● ЗАДАНИЯ
1) Сколько раз, согласно воспоминаниям об армии и ТЮЗе, принимали спектакль в ТЮЗе?
2) Продолжите воспоминания об армии и ТЮЗе, начав сразу после их последней фразы.

● ИСХОДНЫЙ ТЕКСТ
– Из армии я вернулся абсолютно лояльным человеком. Замполиты были люди, в основном, по-человечески симпатичные, бывшие фронтовики. Я был комсоргом роты, хотя не провел, кажется, ни одного комсомольского собрания. Просто у меня было десятиклассное образование, что для армии было редкостью.
Ситуация изменилась на первом курсе, а пожалуй, еще и раньше. С Бродским ведь мы познакомились еще до университета, где-то летом 57‑го. Это была совсем другая компания. Политизация нарастала стремительно.
Диссидентом я не был. Определенную черту явно я не переходил. Разумеется, я читал и передавал запрещенную литературу. Имел некоторое отношение к альманаху «Память», издававшемуся на Западе, за который отсидел полный срок Сеня Рогинский. Я помогал Сене, и было у меня в альманахе две публикации – конечно, анонимные. Ну а подписантство – святое дело, ни одна большая кампания меня не обошла.
Вел я себя довольно вызывающе. Три раза принимали мой спектакль в ТЮЗе. Управление культуры он не устраивал. На очередные предложения женщины-инструктора что-то переделать в спектакле, я ответил: «Не буду ничего переделывать. Хотите снимать – снимайте!» Такого в правилах игры не было. Правильно было пообещать и не сделать, но обязательно пообещать.

● ИСХОДНЫЕ ДАННЫЕ
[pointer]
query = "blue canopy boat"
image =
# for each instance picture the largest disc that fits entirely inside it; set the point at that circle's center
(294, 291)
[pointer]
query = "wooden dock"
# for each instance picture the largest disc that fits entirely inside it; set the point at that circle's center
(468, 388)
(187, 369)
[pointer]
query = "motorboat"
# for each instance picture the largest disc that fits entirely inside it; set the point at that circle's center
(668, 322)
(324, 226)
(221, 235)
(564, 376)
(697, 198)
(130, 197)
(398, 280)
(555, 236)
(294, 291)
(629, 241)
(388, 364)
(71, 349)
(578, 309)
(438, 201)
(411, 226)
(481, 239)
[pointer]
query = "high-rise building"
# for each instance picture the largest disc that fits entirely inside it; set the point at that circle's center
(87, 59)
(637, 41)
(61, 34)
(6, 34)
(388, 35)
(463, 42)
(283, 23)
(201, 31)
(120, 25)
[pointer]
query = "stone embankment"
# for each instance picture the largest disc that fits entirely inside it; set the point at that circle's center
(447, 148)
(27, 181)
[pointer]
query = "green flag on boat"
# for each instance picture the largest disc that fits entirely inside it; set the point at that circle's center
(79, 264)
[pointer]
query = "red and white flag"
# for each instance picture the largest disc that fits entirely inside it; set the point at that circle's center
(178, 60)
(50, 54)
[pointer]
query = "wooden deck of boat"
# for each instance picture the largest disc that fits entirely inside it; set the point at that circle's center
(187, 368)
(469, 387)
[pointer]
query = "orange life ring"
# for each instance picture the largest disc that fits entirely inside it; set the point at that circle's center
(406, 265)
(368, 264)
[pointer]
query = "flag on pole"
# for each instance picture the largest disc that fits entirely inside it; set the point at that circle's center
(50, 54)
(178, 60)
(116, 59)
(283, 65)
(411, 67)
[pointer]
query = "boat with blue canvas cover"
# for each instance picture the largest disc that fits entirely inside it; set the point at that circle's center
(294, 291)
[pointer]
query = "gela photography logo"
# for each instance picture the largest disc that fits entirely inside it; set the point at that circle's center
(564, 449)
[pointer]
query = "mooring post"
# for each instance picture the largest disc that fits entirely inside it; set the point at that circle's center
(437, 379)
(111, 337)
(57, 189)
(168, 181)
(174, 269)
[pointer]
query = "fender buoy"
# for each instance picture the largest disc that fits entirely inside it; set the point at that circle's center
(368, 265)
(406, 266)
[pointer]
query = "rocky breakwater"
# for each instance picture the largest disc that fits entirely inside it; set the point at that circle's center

● ОТВЕТЫ
1) Три раза.

2)
Замечательный тогда состоялся разговор с покойным Витолем, который был начальником управления культуры. Спектакль – о народовольцах, но значительная часть действия проходила в жандармском управлении. Называлось все это – «Трагедия с жандармским фарсом». Витоль меня отозвал и сказал: «Яков Аркадьевич, как бы не относиться к Третьему отделению, к корпусу жандармов, но это были все же серьезные учреждения. А вы устроили какой-то балаган». Понятно, что старались убрать аллюзии с нашим КГБ. Но в данном случае его действительно глубоко лично оскорбило такое отношение к серьезным учреждениям.
– Это даже по-своему трогательно.
– Конечно. А я зато довольно быстро стал человеком антисоветским. На рубеже 50‑60‑х годов моя позиция определилась. История же с Иосифом обострила ее до отвращения.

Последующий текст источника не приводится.